■ **DESCRIPTION OF THE TASK**:
Output the data below as a JSON list of strings, one string per line, leaving out any blank lines.

— BEGIN RECORDS TO USE —

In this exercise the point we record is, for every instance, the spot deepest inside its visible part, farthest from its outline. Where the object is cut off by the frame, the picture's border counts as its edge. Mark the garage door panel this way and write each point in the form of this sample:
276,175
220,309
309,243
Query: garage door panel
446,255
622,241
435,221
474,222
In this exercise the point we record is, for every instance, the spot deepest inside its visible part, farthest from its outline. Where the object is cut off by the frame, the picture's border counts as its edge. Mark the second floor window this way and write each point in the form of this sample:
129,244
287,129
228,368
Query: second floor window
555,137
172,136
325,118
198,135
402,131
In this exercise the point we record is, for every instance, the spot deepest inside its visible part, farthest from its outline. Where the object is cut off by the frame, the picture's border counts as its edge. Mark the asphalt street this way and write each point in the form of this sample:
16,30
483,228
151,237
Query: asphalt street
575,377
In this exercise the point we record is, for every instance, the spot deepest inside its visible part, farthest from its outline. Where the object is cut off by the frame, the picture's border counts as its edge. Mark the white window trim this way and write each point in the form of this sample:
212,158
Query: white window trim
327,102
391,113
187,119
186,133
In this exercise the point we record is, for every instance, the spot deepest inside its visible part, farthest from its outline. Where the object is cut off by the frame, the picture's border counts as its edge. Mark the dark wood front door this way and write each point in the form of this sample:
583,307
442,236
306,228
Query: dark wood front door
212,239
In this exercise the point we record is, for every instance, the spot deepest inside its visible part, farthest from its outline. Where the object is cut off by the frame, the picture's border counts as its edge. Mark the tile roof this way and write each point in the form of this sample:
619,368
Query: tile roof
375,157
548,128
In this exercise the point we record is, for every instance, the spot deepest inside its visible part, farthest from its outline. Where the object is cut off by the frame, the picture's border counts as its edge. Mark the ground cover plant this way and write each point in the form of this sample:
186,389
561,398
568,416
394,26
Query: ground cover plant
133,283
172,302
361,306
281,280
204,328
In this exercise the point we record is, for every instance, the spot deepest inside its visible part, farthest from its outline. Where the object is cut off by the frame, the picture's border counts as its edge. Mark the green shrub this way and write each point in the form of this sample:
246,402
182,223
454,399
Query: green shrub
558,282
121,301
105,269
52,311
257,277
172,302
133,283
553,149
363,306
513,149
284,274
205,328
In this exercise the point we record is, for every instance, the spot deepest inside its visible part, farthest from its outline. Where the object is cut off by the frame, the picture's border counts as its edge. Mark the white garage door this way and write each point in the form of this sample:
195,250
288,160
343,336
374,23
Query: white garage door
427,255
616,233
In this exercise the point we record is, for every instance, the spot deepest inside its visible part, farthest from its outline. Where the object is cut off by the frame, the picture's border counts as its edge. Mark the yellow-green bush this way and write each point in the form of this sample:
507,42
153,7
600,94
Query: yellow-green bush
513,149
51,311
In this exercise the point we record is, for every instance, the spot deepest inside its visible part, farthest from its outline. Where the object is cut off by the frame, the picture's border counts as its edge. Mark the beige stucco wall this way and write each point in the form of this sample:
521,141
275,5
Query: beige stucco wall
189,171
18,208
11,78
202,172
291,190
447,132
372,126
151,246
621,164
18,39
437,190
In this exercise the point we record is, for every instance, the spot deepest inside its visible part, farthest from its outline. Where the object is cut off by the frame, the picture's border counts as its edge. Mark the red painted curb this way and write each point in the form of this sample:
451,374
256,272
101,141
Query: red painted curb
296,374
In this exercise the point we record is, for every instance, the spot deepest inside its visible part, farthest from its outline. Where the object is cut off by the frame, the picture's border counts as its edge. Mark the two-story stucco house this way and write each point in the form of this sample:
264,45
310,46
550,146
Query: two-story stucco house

— END RECORDS TO USE —

■ **EXERCISE RESPONSE**:
[
  "In this exercise the point we record is, for every instance, the spot deepest inside its visible part, farthest from its outline. Where the object is cut off by the frame, the picture's border counts as its edge. Mark the garage door panel this way and write each point in the form of this sample:",
  "276,175",
  "220,309",
  "309,243",
  "Query: garage door panel",
  "446,255",
  "622,241",
  "435,221",
  "474,222",
  "In this exercise the point we record is, for every instance, the spot deepest inside its visible part, farthest from its outline. Where the object is cut off by the frame, the picture's border counts as its edge. Mark the second floor window this way and write each point in the form of this sample:",
  "129,244",
  "287,129",
  "228,368",
  "Query: second floor window",
  "555,137",
  "172,136",
  "325,118",
  "198,135",
  "402,131",
  "In this exercise the point we record is, for every instance, the spot deepest inside its visible part, farthest from its outline. Where the object is cut off by the frame, the picture's border counts as its edge. Mark the asphalt street this way and write each point in the form of this sample:",
  "16,30",
  "483,228",
  "151,237",
  "Query: asphalt street",
  "575,377",
  "In this exercise the point we record is, for every instance, the spot deepest inside its visible part, farthest from its outline. Where the object is cut off by the frame, the picture's border counts as its edge. Mark the white window trim this way and write each point in the form of this sample:",
  "212,158",
  "Query: white window trim",
  "327,102",
  "391,113",
  "187,119",
  "186,133",
  "In this exercise the point we record is, for every instance, the spot deepest inside its visible part, farthest from its outline. Where the object is cut off by the frame, the picture's border counts as its edge. Mark the dark wood front door this way and write each point in the form of this sample:",
  "583,307",
  "442,236",
  "306,228",
  "Query: dark wood front door",
  "212,239",
  "In this exercise the point we record is, for every instance, the spot deepest inside its visible part, farthest from its outline. Where the object is cut off by the frame, the picture's border counts as its edge. Mark the tile roof this way and write each point in the form of this sample:",
  "619,368",
  "Query: tile roof",
  "375,157",
  "548,128",
  "In this exercise the point we record is, for every instance, the spot deepest inside its visible part, farthest from its outline. Where the object is cut off by the frame, the picture's border counts as its edge. Mark the ground cover plant this way and write each point in the form of this sample:",
  "186,389",
  "561,398",
  "568,416",
  "394,26",
  "Query: ground cover plant",
  "133,283",
  "172,302",
  "361,306",
  "281,280",
  "204,328",
  "In this exercise the point we record is, for every instance, the spot deepest inside its visible part, farthest from its outline. Where the object is cut off by the frame, the picture's border counts as its edge. Mark the green shrub this way and write each point in the form of this sample:",
  "246,402",
  "182,223",
  "454,399",
  "Query: green shrub",
  "558,282",
  "121,301",
  "105,269",
  "52,311",
  "257,277",
  "172,302",
  "133,283",
  "553,149",
  "363,306",
  "513,149",
  "284,274",
  "205,328",
  "In this exercise the point we record is, for every instance, the spot deepest inside its visible part, farthest from its outline. Where the object is cut off by the frame, the picture's border counts as its edge. Mark the white garage door this way and write each point in the form of this sample:",
  "195,250",
  "288,160",
  "343,336",
  "374,23",
  "Query: white garage door",
  "427,255",
  "616,233",
  "In this exercise the point we record is, for every instance, the spot deepest inside its visible part, farthest from its outline. Where the object is cut off by the frame, the picture's border counts as its edge. Mark the yellow-green bush this way and write each point in the form of this sample:",
  "507,42",
  "153,7",
  "600,94",
  "Query: yellow-green bush",
  "513,149",
  "51,311",
  "In this exercise the point we record is, for every instance, the spot deepest inside its visible part, farthest from its outline. Where the object is cut off by the frame, the picture's border counts as its edge. Mark the beige stucco wall this way and write each point in the form of this sample:",
  "521,141",
  "275,5",
  "Query: beige stucco wall",
  "189,171",
  "18,208",
  "11,78",
  "202,172",
  "291,190",
  "447,132",
  "372,126",
  "151,246",
  "621,164",
  "18,39",
  "437,190",
  "In this exercise the point we record is, for every instance, the spot deepest inside its visible part, farthest from its outline. Where the object is cut off by the frame, the picture's border counts as its edge. Mark the red painted curb this way and write each point in the form of this sample:",
  "451,374",
  "256,272",
  "101,141",
  "Query: red painted curb",
  "296,374",
  "In this exercise the point we record is, for every instance, the spot deepest inside its visible part, farthest from its outline. Where the object is cut off by the frame, the picture's border counts as its edge. Mark the two-story stucco house this way and write each point in the form of this sample:",
  "264,45",
  "310,46",
  "550,146",
  "Query: two-story stucco house"
]